» **Written task**: Can you switch every "top-left corner" in the rows below to "upper-left corner", keep everything else unchanged, and write the rows out again without the pictures?

--- begin ---

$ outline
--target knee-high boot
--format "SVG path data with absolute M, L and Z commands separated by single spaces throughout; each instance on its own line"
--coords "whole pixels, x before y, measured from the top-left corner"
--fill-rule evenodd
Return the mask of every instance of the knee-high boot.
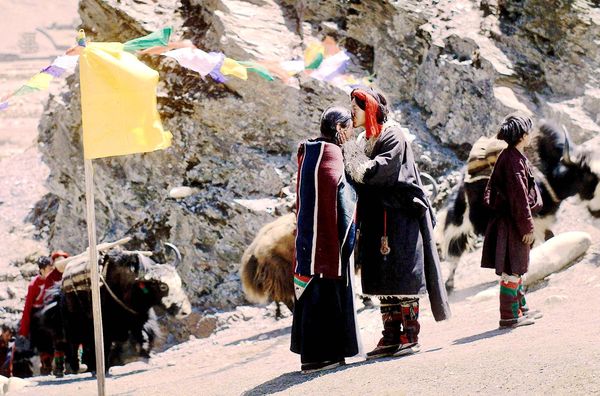
M 419 352 L 419 299 L 403 298 L 400 302 L 402 312 L 402 332 L 400 346 L 394 356 L 410 355 Z
M 40 367 L 41 375 L 50 375 L 52 373 L 52 354 L 48 352 L 40 352 Z
M 402 333 L 402 312 L 400 299 L 396 297 L 383 297 L 381 300 L 381 319 L 383 321 L 383 337 L 377 343 L 377 347 L 367 353 L 367 359 L 377 359 L 392 356 L 400 346 L 400 335 Z
M 527 305 L 527 300 L 525 299 L 525 290 L 523 287 L 523 278 L 519 278 L 519 287 L 517 288 L 517 298 L 519 299 L 519 308 L 521 309 L 521 313 L 523 316 L 527 316 L 532 319 L 539 319 L 544 314 L 537 309 L 529 309 L 529 305 Z
M 523 316 L 520 308 L 519 285 L 521 277 L 502 274 L 500 279 L 500 327 L 526 326 L 535 323 Z
M 54 352 L 54 369 L 52 374 L 57 378 L 62 378 L 65 375 L 65 353 Z

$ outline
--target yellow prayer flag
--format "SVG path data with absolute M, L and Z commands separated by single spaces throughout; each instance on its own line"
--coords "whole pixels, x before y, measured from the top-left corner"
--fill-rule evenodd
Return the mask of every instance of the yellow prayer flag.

--- end ---

» **Reply to the task**:
$ outline
--target knee-high boot
--format "SVG path data with absolute M, L and Z commands separated by single spaces throughout; each instance on its own line"
--coords "whole pixels, x before y, measured from the upper-left corner"
--fill-rule evenodd
Return the mask of every instance of the knee-high boot.
M 419 352 L 419 299 L 403 298 L 400 302 L 402 312 L 402 332 L 400 346 L 394 356 L 410 355 Z
M 40 367 L 41 375 L 50 375 L 52 373 L 52 354 L 48 352 L 40 352 Z
M 402 333 L 402 312 L 400 299 L 396 297 L 383 297 L 381 300 L 381 319 L 383 321 L 383 337 L 377 343 L 377 347 L 367 353 L 367 359 L 377 359 L 392 356 L 400 346 L 400 335 Z
M 527 305 L 527 300 L 525 299 L 525 290 L 523 287 L 523 278 L 519 278 L 519 287 L 517 288 L 517 298 L 519 299 L 519 308 L 521 309 L 521 313 L 523 316 L 527 316 L 532 319 L 539 319 L 544 314 L 537 309 L 529 309 L 529 305 Z
M 523 316 L 520 308 L 519 285 L 521 277 L 502 274 L 500 279 L 500 327 L 526 326 L 535 323 Z
M 54 352 L 54 369 L 52 374 L 57 378 L 62 378 L 65 375 L 65 353 Z

$ outline
--target yellow prayer flag
--format "SVG path data with absolute M, L and Z commands separated by single spaces throughout; each instance on its own line"
--coords "whole pixels, x before y, measured from the upper-left corner"
--fill-rule evenodd
Return the mask of every instance of the yellow prayer flag.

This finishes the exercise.